__Directions for this task__. Quote the records verbatim from the line containing "Given the following task — detect white lamp" through the line containing "[507,172,547,199]", both lines included. Omit the picture from your answer.

__Data__.
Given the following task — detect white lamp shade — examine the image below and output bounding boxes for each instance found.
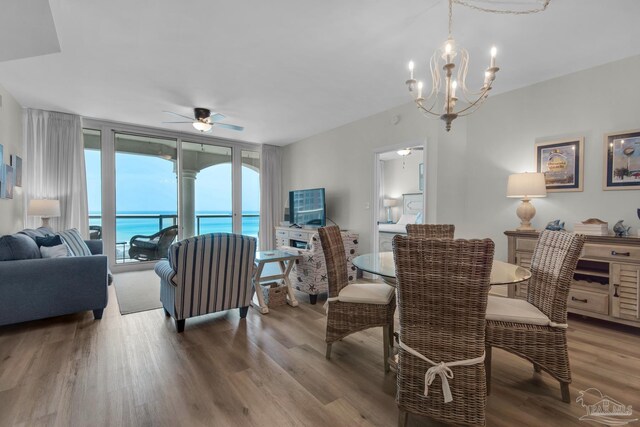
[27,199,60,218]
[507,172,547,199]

==

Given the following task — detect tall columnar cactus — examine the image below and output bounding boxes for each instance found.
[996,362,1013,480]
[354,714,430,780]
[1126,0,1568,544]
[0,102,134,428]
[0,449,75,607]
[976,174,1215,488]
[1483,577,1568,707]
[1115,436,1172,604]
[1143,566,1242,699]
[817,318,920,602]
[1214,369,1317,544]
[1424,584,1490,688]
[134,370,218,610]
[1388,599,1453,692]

* * *

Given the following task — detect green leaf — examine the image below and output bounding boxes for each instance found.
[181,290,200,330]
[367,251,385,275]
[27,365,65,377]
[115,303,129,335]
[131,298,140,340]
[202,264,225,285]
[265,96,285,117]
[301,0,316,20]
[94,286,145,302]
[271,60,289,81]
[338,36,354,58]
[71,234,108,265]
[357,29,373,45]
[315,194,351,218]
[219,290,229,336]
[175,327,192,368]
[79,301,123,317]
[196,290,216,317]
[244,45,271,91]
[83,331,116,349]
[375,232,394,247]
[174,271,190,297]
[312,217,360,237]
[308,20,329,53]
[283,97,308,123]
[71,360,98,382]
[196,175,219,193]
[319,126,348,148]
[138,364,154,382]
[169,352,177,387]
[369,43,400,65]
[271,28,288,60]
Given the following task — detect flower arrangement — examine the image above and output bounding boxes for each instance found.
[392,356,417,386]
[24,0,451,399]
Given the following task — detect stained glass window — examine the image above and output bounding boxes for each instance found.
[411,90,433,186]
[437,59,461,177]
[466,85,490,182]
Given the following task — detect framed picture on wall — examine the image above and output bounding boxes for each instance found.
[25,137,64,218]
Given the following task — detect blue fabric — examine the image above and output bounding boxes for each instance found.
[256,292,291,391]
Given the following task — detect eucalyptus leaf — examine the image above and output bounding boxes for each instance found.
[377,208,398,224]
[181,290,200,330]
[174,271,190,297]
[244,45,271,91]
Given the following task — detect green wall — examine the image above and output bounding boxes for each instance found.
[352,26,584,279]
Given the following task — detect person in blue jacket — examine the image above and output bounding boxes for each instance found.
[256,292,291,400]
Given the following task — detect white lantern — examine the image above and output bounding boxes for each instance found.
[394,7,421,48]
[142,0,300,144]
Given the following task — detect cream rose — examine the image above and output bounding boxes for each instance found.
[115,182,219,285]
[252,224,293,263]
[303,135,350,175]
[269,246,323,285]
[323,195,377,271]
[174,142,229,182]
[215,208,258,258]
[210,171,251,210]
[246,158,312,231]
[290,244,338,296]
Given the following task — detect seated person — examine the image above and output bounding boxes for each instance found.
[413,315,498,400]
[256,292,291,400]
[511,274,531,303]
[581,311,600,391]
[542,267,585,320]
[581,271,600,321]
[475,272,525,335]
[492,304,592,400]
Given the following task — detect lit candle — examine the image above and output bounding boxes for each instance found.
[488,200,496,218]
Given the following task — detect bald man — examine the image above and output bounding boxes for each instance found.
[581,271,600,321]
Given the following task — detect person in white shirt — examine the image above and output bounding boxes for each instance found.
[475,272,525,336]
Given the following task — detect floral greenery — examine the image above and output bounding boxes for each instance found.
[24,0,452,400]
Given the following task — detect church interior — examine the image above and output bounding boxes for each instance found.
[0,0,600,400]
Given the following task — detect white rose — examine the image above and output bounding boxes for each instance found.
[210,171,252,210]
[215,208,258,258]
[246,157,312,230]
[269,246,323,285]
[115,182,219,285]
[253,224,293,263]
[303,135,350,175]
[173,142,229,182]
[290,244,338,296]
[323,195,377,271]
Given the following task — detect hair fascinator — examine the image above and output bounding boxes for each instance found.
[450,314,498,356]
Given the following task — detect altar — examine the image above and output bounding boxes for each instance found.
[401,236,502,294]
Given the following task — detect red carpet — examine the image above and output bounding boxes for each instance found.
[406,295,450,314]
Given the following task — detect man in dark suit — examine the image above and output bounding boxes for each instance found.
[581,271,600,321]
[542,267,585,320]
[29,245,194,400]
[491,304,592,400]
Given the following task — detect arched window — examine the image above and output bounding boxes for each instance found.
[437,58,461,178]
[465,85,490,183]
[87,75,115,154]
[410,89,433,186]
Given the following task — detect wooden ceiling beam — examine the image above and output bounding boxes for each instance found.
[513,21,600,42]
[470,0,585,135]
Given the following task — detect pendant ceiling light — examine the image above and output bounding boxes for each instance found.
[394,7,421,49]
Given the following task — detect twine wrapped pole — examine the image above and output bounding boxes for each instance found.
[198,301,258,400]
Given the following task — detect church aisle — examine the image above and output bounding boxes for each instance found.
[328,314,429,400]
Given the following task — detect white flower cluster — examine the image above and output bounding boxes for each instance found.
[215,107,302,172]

__Expected answer__.
Given the following task — detect white lamp shade — examine the image below and output bounding boxes for each instance found.
[27,199,60,218]
[507,172,547,199]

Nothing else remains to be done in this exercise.